Produce a verbatim copy of the entries listed below.
╭─ Records supplied
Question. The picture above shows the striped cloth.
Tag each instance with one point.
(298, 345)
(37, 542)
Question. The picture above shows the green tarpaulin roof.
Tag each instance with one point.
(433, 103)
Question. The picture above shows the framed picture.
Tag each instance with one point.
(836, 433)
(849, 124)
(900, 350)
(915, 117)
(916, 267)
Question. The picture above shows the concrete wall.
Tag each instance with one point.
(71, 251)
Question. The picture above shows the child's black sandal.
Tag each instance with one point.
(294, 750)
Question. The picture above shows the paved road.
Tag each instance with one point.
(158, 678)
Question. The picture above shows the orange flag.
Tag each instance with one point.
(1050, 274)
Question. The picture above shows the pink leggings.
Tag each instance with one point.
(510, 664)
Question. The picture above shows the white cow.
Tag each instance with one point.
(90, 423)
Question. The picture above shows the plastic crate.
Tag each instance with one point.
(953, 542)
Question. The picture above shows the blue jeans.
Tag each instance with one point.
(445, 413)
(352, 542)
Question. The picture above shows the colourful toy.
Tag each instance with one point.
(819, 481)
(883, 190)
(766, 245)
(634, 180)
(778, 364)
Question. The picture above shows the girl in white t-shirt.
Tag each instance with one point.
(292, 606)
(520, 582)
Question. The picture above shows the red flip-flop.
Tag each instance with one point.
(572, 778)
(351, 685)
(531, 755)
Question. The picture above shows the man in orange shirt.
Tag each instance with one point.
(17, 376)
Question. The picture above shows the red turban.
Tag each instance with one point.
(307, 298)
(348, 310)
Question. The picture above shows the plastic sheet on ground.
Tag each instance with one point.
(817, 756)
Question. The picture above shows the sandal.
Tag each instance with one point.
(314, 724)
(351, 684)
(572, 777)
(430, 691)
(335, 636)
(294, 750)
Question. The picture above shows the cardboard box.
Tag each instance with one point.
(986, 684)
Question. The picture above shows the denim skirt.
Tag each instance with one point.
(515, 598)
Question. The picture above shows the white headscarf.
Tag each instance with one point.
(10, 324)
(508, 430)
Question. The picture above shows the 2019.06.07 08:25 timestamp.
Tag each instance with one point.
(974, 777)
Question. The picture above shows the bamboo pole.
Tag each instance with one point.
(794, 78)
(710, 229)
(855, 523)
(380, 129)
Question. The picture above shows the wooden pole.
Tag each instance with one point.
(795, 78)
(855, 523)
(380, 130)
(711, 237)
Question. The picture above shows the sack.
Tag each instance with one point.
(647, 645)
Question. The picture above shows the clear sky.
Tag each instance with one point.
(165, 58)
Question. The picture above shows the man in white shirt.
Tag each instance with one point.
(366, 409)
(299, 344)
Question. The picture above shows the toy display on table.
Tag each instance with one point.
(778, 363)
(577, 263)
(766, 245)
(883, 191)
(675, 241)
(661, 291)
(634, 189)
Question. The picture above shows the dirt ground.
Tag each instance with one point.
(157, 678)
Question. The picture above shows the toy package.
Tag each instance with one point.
╰─
| Result of this task |
Question. The picture above shows the striped cloth.
Tag each instance with one point.
(298, 345)
(37, 542)
Question. The picture above shows the green tarpaulin roof.
Tag each instance with one point.
(433, 103)
Question. The picture above shows the framed picture.
Tag each instance with one point.
(836, 433)
(849, 124)
(900, 350)
(915, 117)
(916, 267)
Question. The picture above shows the concrete wall.
Tag each instance with one point.
(71, 251)
Question. The picture above shows the child's black sandal.
Tag each instance with one point.
(294, 750)
Question. The picture above shows the paved road.
Tag each instance with one point.
(158, 678)
Question. The picture above shows the orange flag.
Tag each instance with one point.
(1050, 274)
Question. The picture above shows the pink leggings.
Tag each instance with one point.
(510, 664)
Question. The picture above shows the white cow.
Tag each instance with one point.
(90, 423)
Question. The picture above shows the plastic crate.
Tag each instance with one point.
(953, 542)
Question. The picture above shows the blue jeans.
Tag each instance with one point.
(445, 413)
(352, 542)
Question. The picture above shows the colourful toy.
Tag each instance with one point.
(819, 481)
(883, 190)
(766, 245)
(634, 180)
(778, 364)
Question. The picture above shows the girl in white t-shirt.
Tag each instance with one point.
(292, 606)
(520, 582)
Question. The picture above shows the red flip-flop.
Tag each instance with one point.
(572, 778)
(351, 685)
(531, 755)
Question. The picture above shows the man in orange shirt.
Tag each instance with one point.
(17, 376)
Question. The picture above shows the red turban.
Tag each instance with one point.
(307, 298)
(348, 310)
Question. The picture above shows the plastic sheet on ground.
Tag each instance with one point.
(817, 756)
Question. The picture above shows the sandal.
Tag each instance with one point.
(314, 724)
(351, 684)
(572, 777)
(430, 691)
(335, 636)
(294, 750)
Question. The picture above shows the cardboard box.
Tag each instance with one point.
(986, 684)
Question. The picture above shows the denim skirt.
Tag each instance with one point.
(515, 598)
Question. The picture above shows the white headscarf.
Tag each instance with one point.
(10, 324)
(508, 430)
Question. The picture above shows the 2019.06.07 08:25 timestamp.
Tag each instance with one point.
(974, 777)
Question. The picture above shows the bamboo pole.
Tag each instance with one point.
(794, 78)
(710, 229)
(855, 523)
(380, 129)
Question. The picture above shows the wooden pole.
Tag each instance with one point.
(795, 78)
(855, 523)
(380, 130)
(711, 237)
Question. The picture above shows the sack.
Tag each instance with one point.
(647, 645)
Question. The picture above shows the clear sky.
Tag each instance with one point.
(165, 58)
Question. The picture above shows the man in white shirt.
Tag each instance with one point.
(366, 409)
(299, 344)
Question. The picture above shows the toy display on table.
Tag each instance with one point.
(778, 363)
(577, 263)
(766, 245)
(883, 191)
(675, 241)
(661, 291)
(634, 189)
Question. The picture above shows the dirt ground.
Tag each instance with one point.
(157, 678)
Question. The picture above shows the toy package.
Tag each instance with one point.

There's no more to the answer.